> Article:
--- START ---
Reid does go on to say that "I sympathize with laypeople who have insufficient time to keep up-to-date in science, but have no patience for those who deliberately distort good science, or those who repeatedly trot out the same old dis-proven concepts that they know to be false." For the purposes of facilitating the present conversation I am eschewing consideration of whether the consistent errors of the opposition are dishonest or negligent. Let's just say they are disappointing and leave it at that.

Arthur, er, Dr. Smith, has already pointed out a key example. If Dr. Green is willing to take seriously claims that CO2 in the atmosphere has not increased without indulging in magical thinking, he has brought not only fluid dynamics and radiative transfer into question, but the fundamentals of science, in this case the principle of mass conservation.

I really had hoped for better.

Michael Tobis said...

Dano, good points convincingly made, but some of them going to motivation, hence outside the rules of this thread.

Anonymous said...

Arthur, I suspect he is referring to Knorr's recent paper which, indeed, suggested that the "airborne fraction" of the anthropogenic CO2 that remains in the atmosphere (as opposed to being absorbed in the oceans or terrestrial vegetation) hasn't changed much since 1850. It got some play at Wattsamattaforyou.

Leaving aside the point that this is far from a closed case, it is nevertheless preposterous to suggest that this finding would be "all you need" to "support the naysayers camp". We would still see an inexorable rise in atmospheric CO2 by mass and concentration so long as we are still adding to the stock, regardless if there are small changes in the "airborne fraction" - up or down... As I now see Michael has said, I expected somewhat better.

Tom said...

Perhaps turning the idea on its head would help. If you were employed at CRU, what is in the documents that would make you go to the risk and trouble of copying them and putting them on an anonymous Russian server? If they constitute the FOIA file for McIntyre's request and you heard that day that the request was rejected, what would you want the world to learn from these files?

Michael Tobis said...

Tom, good question, once you buy the whistleblower idea.

The fact that there is as yet no remotely reasonable answer to that in the view of any actual mainstream climate scientist (as far as I know) is another argument against the "whistleblower" as opposed to "hacker" idea.

Ken Green said...

I haven't read the underlying article yet, I'm having it purchased by my RA on AEI's dime, but regarding the CO2 fraction issue, I was just referring to this:

ABSTRACT
Several recent studies have highlighted the possibility that the oceans and terrestrial ecosystems have started loosing part of their ability to sequester a large proportion of the anthropogenic CO2 emissions. This is an important claim, because so far only about 40% of those emissions have stayed in the atmosphere, which has prevented additional climate change. This study re-examines the available atmospheric CO2 and emissions data including their uncertainties. It is shown that with those uncertainties, the trend in the airborne fraction since 1850 has been 0.7 ± 1.4% per decade, i.e. close to and not significantly different from zero. The analysis further shows that the statistical model of a constant airborne fraction agrees best with the available data if emissions from land use change are scaled down to 82% or less of their original estimates. Despite the predictions of coupled climate-carbon cycle models, no trend in the airborne fraction can be found.

http://www.agu.org/pubs/crossref/2009/2009GL040613.shtml

Tom said...

Guess I should just quit writing my book, then.
--- END ---
> Records:
--- START ---
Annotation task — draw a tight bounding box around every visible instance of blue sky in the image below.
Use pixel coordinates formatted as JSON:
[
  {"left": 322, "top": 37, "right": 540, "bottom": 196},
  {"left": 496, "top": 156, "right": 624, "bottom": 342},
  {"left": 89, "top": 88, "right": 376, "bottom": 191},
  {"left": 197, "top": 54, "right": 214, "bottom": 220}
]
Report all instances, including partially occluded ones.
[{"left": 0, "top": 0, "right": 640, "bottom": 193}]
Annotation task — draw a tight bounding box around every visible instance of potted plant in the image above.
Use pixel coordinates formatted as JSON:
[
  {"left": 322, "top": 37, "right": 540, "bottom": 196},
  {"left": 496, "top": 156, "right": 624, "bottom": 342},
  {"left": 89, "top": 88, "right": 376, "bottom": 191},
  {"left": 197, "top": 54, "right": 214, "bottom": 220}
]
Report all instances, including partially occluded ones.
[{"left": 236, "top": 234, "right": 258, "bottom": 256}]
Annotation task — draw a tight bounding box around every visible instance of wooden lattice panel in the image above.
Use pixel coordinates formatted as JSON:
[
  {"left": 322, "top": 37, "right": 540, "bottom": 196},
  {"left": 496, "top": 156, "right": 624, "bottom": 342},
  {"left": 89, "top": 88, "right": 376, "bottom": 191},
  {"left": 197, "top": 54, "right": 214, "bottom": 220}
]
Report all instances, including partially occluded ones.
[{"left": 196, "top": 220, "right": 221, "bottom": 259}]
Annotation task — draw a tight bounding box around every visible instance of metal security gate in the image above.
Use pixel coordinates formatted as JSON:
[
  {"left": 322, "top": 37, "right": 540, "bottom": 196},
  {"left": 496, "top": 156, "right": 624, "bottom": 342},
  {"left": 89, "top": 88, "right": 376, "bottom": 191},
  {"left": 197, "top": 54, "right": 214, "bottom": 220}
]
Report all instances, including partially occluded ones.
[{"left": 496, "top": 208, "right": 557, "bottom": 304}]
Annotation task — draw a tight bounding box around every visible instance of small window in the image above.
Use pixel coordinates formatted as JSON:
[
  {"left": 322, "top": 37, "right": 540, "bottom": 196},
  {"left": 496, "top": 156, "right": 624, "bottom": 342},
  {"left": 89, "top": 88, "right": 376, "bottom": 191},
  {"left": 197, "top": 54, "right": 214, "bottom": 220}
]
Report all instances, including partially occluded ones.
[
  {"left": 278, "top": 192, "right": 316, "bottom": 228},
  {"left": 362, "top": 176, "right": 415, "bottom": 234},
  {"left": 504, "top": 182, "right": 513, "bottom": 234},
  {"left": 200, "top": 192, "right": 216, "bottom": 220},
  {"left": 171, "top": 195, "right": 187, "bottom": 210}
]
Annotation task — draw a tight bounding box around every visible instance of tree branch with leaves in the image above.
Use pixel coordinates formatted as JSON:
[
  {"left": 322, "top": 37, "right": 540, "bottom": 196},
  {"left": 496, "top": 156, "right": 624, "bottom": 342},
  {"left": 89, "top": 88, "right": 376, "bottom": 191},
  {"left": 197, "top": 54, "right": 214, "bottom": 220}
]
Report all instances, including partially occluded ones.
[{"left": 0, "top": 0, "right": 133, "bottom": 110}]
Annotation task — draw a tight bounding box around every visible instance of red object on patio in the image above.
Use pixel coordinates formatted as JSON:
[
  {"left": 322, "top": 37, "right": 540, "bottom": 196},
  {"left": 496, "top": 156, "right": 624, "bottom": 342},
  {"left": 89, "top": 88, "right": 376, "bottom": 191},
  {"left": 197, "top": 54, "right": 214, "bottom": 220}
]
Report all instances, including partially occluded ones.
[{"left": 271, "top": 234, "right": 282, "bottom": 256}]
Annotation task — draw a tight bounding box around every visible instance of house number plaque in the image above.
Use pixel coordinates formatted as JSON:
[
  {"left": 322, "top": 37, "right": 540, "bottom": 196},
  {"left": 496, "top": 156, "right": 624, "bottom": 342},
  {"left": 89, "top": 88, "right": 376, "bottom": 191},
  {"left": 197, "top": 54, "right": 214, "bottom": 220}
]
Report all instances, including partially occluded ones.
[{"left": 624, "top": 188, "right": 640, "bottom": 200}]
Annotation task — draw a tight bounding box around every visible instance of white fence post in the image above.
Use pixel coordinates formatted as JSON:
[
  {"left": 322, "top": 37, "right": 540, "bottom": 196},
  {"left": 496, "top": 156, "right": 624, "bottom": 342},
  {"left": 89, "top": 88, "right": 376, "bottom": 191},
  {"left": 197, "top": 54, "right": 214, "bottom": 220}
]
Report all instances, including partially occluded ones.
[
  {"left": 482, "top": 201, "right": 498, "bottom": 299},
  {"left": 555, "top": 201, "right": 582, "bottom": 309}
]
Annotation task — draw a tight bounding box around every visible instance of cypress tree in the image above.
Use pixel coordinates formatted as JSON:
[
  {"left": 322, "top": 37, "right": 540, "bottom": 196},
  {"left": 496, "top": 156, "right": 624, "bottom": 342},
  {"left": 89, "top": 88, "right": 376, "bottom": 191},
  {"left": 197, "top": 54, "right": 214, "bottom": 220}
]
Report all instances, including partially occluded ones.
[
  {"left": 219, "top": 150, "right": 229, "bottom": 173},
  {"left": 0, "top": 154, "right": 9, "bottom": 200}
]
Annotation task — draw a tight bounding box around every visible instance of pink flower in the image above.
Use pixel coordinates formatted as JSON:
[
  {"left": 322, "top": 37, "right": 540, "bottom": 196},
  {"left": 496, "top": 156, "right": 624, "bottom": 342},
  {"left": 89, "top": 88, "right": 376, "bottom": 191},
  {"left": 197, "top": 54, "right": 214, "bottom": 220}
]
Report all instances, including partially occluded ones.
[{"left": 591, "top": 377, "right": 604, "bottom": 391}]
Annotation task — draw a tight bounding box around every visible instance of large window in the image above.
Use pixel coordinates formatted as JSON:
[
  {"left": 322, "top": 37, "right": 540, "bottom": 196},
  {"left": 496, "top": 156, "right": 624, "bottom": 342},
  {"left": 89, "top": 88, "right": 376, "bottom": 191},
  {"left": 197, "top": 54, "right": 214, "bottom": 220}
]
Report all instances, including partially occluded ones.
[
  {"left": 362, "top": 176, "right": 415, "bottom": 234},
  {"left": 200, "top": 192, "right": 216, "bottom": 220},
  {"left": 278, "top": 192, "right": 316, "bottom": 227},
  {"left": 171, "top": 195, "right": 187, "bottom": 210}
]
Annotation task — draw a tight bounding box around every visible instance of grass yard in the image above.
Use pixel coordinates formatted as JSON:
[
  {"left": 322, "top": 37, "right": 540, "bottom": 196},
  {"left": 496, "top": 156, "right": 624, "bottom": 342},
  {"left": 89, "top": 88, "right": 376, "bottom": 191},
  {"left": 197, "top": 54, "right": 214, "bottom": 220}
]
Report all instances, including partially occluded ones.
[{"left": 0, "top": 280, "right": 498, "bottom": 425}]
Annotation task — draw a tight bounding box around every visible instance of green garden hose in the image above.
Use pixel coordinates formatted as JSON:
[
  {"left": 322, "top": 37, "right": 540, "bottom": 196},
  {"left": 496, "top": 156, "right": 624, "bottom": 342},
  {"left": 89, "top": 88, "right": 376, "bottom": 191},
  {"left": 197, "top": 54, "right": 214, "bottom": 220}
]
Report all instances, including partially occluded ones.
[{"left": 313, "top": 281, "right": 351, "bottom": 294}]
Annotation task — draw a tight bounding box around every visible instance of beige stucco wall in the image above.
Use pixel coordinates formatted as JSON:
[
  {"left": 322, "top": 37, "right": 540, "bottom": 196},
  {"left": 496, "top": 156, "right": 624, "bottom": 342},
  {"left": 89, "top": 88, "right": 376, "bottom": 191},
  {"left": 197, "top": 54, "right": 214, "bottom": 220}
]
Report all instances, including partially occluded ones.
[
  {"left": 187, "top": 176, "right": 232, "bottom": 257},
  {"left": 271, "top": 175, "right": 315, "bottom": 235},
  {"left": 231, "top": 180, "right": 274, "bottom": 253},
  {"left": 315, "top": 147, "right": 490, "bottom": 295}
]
--- END ---
> What you will do:
Write out the stretch of the comment thread from "Reid does go" through "hoped for better." word for word. The data has nothing to do with the comment thread.

> Solution to this exercise:
Reid does go on to say that "I sympathize with laypeople who have insufficient time to keep up-to-date in science, but have no patience for those who deliberately distort good science, or those who repeatedly trot out the same old dis-proven concepts that they know to be false." For the purposes of facilitating the present conversation I am eschewing consideration of whether the consistent errors of the opposition are dishonest or negligent. Let's just say they are disappointing and leave it at that.

Arthur, er, Dr. Smith, has already pointed out a key example. If Dr. Green is willing to take seriously claims that CO2 in the atmosphere has not increased without indulging in magical thinking, he has brought not only fluid dynamics and radiative transfer into question, but the fundamentals of science, in this case the principle of mass conservation.

I really had hoped for better.